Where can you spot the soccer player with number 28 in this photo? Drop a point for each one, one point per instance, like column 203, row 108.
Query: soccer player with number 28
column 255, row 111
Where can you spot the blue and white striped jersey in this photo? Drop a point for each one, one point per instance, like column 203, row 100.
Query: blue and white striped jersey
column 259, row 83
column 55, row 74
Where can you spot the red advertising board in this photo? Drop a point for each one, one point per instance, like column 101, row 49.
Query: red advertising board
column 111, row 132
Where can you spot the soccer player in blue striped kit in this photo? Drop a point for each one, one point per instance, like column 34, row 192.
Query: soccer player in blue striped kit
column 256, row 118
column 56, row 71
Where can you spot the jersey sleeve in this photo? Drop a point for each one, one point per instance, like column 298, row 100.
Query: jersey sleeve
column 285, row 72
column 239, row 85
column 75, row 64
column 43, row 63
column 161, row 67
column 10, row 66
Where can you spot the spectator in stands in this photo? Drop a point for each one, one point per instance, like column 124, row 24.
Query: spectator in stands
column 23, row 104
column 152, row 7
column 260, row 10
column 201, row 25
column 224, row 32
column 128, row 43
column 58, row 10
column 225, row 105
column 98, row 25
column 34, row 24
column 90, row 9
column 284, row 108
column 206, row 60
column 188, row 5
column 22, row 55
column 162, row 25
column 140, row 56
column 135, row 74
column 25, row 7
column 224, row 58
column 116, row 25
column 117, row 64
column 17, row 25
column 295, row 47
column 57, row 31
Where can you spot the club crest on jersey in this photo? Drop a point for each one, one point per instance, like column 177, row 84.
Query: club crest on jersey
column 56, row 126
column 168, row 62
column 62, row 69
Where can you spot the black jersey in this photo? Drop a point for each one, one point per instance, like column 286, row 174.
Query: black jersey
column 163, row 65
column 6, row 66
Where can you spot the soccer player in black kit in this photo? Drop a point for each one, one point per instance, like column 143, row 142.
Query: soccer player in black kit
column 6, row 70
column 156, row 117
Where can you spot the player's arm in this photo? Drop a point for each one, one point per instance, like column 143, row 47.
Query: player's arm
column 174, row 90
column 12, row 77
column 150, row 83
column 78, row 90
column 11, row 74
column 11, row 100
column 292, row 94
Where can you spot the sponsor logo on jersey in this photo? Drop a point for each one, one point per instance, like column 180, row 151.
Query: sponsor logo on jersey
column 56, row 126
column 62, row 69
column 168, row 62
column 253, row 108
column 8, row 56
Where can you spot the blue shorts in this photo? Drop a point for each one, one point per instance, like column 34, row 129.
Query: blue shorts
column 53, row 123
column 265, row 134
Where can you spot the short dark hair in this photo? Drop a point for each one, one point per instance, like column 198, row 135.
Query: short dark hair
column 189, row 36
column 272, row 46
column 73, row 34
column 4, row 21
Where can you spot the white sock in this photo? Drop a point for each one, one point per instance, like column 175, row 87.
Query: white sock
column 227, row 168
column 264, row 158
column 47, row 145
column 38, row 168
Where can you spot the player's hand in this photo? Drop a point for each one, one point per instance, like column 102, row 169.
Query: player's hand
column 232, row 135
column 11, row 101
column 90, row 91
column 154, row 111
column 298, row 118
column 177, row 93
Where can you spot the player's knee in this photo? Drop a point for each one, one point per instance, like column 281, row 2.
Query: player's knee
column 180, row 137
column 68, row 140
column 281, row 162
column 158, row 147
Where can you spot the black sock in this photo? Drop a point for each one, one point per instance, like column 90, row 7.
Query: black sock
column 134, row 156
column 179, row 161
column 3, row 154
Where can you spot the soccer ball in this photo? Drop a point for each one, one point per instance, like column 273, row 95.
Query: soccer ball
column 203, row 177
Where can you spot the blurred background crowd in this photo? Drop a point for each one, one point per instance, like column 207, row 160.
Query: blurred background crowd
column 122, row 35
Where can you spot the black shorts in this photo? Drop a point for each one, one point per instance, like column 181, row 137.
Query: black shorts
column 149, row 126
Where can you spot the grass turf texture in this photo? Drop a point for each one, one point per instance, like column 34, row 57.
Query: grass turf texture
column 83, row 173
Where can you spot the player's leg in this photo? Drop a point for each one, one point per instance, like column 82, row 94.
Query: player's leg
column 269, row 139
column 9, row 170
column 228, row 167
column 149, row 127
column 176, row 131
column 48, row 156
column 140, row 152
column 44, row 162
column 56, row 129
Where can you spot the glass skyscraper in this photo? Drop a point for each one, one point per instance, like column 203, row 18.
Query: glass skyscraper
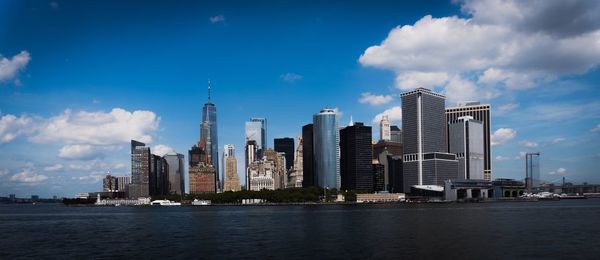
column 208, row 132
column 326, row 145
column 256, row 129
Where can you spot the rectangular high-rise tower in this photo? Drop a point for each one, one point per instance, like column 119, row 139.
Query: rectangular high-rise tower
column 465, row 139
column 356, row 161
column 480, row 112
column 285, row 145
column 308, row 159
column 426, row 160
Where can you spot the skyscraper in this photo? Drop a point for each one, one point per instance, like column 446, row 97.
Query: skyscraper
column 308, row 162
column 384, row 129
column 140, row 170
column 208, row 132
column 231, row 180
column 251, row 151
column 326, row 140
column 297, row 173
column 176, row 172
column 396, row 134
column 426, row 161
column 285, row 145
column 481, row 113
column 356, row 157
column 228, row 150
column 256, row 129
column 466, row 141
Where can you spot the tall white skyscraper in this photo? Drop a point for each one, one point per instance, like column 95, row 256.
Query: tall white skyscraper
column 326, row 145
column 465, row 139
column 384, row 129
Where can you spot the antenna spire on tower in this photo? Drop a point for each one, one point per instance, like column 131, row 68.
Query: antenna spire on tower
column 209, row 89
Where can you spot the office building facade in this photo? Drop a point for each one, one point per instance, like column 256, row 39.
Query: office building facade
column 285, row 145
column 208, row 132
column 140, row 170
column 256, row 129
column 479, row 112
column 308, row 161
column 425, row 159
column 465, row 139
column 326, row 139
column 356, row 157
column 176, row 163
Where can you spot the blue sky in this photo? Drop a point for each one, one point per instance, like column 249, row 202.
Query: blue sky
column 78, row 79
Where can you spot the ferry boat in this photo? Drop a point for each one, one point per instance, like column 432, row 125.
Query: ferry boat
column 197, row 202
column 164, row 203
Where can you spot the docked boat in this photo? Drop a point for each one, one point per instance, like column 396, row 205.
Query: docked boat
column 197, row 202
column 164, row 203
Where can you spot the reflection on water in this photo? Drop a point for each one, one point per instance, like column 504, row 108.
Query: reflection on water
column 492, row 230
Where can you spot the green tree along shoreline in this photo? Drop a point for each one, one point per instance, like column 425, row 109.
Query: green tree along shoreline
column 290, row 195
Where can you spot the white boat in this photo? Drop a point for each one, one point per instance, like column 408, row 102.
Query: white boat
column 197, row 202
column 164, row 203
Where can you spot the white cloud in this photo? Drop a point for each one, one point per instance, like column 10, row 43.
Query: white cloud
column 98, row 128
column 374, row 100
column 28, row 175
column 502, row 135
column 11, row 127
column 521, row 155
column 394, row 115
column 508, row 107
column 79, row 151
column 528, row 143
column 162, row 149
column 559, row 171
column 500, row 45
column 291, row 77
column 9, row 68
column 53, row 168
column 502, row 158
column 217, row 19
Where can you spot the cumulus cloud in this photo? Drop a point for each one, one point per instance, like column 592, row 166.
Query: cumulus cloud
column 11, row 127
column 500, row 45
column 9, row 68
column 217, row 19
column 98, row 128
column 559, row 171
column 502, row 135
column 291, row 77
column 83, row 135
column 394, row 115
column 374, row 100
column 161, row 149
column 528, row 143
column 53, row 168
column 502, row 158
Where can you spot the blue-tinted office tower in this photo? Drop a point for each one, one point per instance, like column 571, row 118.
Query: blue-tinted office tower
column 426, row 159
column 208, row 132
column 326, row 148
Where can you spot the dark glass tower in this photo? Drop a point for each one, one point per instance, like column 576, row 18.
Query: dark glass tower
column 356, row 158
column 208, row 132
column 286, row 145
column 308, row 159
column 426, row 160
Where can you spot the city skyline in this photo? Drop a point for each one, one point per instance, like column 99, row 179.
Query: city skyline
column 76, row 93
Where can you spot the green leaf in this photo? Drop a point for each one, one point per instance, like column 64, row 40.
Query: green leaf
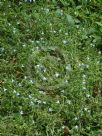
column 70, row 20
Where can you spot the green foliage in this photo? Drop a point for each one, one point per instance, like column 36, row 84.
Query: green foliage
column 51, row 68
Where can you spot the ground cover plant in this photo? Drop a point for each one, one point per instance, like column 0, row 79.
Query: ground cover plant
column 50, row 68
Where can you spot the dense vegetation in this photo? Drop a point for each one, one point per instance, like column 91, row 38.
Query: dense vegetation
column 51, row 68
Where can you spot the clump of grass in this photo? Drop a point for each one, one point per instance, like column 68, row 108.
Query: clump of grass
column 51, row 68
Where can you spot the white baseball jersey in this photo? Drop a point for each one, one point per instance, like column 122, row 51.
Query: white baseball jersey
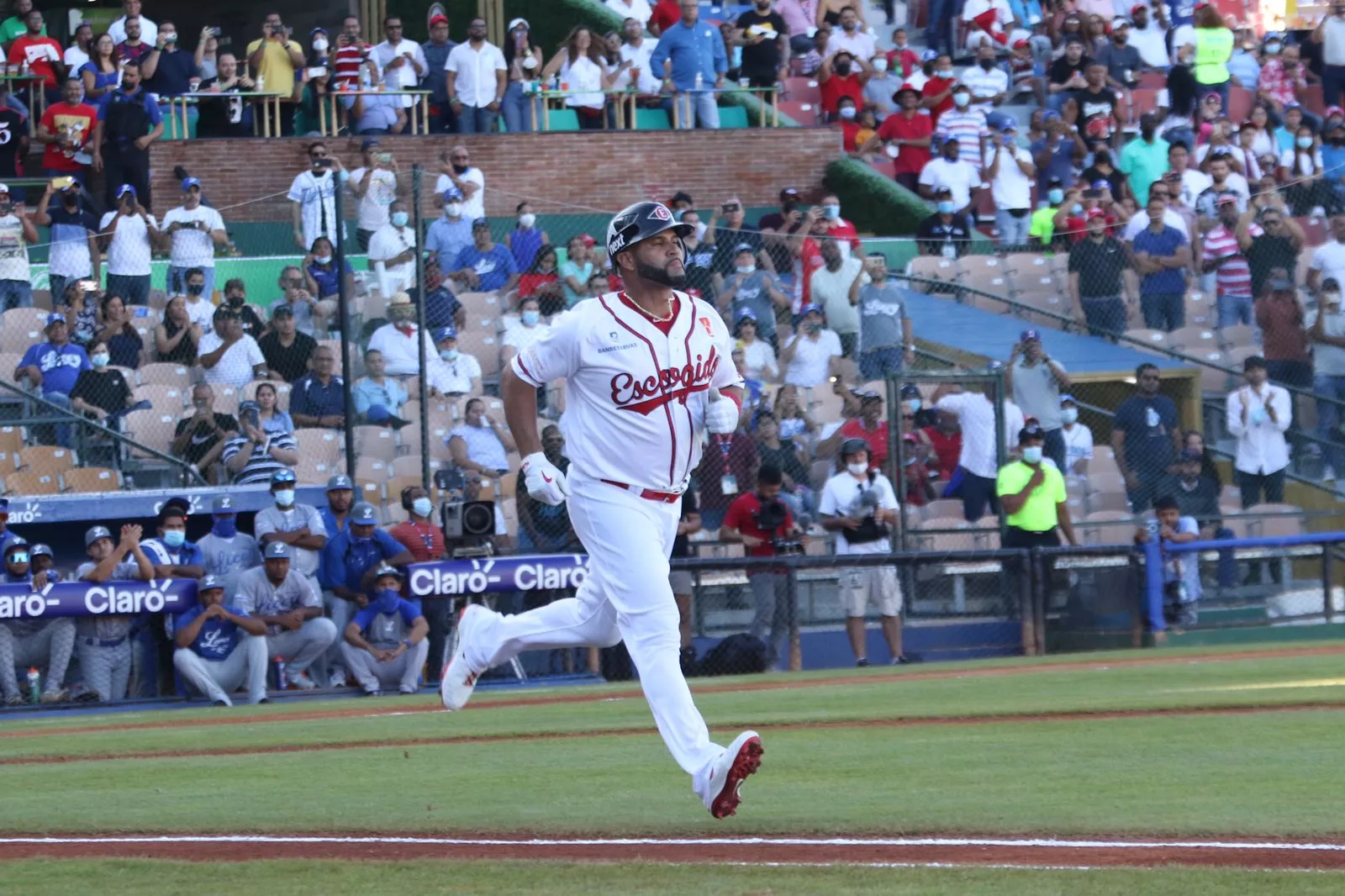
column 634, row 397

^^^^^^^^^^^^^^^^

Rewrite the records from the line containing "Where can you spot the red" through the line containing "column 111, row 132", replacing "advertising board" with "sponsor banner" and leaving everything else in those lines as it is.

§ EXERCISE ANSWER:
Where can you spot the red sponsor banner in this photo? Drop a point for each one, one point per instance, like column 101, row 49.
Query: red sponsor banner
column 111, row 132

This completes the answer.